SOURCE TEXT
Replace a failed controller node¶
This section describes how to replace a failed control plane node in your
MOSK deployment. The procedure applies to the control plane
nodes that are, for example, permanently failed due to a hardware failure and
appear in the NotReady
state:
kubectl get nodes <CONTAINER-CLOUD-NODE-NAME>
Example of system response:
NAME STATUS ROLES AGE VERSION
<CONTAINER-CLOUD-NODE-NAME> NotReady <none> 10d v1.18.8-mirantis-1
To replace a failed controller node:
Remove the Kubernetes labels from the failed node by editing the
.metadata.labels
node object:kubectl edit node <CONTAINER-CLOUD-NODE-NAME>
If your cluster is deployed with a compact control plane, inspect precautions for a cluster machine deletion.
Add the control plane node to your deployment as described in Add a controller node.
Identify all stateful applications present on the failed node:
node=<CONTAINER-CLOUD-NODE-NAME> claims=$(kubectl -n openstack get pv -o jsonpath="{.items[?(@.spec.nodeAffinity.required.nodeSelectorTerms[0].matchExpressions[0].values[0] == '${node}')].spec.claimRef.name}") for i in $claims; do echo $i; done
Example of system response:
mysql-data-mariadb-server-2 openstack-operator-bind-mounts-rfr-openstack-redis-1 etcd-data-etcd-etcd-0
For MOSK 23.3 series or earlier, reschedule stateful applications pods to healthy controller nodes as described in Reschedule stateful applications. For the newer versions, MOSK performs the rescheduling of stateful applications automatically.

PROBLEM STATEMENT
Retype the part of the controller node replacement guide that begins at the words "Add the control" and stops after "stateful applications automatically.".

DATA LINES
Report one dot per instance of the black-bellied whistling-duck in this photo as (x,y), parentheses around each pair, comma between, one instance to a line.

TASK SOLUTION
Add the control plane node to your deployment as described in Add a controller node.
Identify all stateful applications present on the failed node:
node=<CONTAINER-CLOUD-NODE-NAME> claims=$(kubectl -n openstack get pv -o jsonpath="{.items[?(@.spec.nodeAffinity.required.nodeSelectorTerms[0].matchExpressions[0].values[0] == '${node}')].spec.claimRef.name}") for i in $claims; do echo $i; done
Example of system response:
mysql-data-mariadb-server-2 openstack-operator-bind-mounts-rfr-openstack-redis-1 etcd-data-etcd-etcd-0
For MOSK 23.3 series or earlier, reschedule stateful applications pods to healthy controller nodes as described in Reschedule stateful applications. For the newer versions, MOSK performs the rescheduling of stateful applications automatically.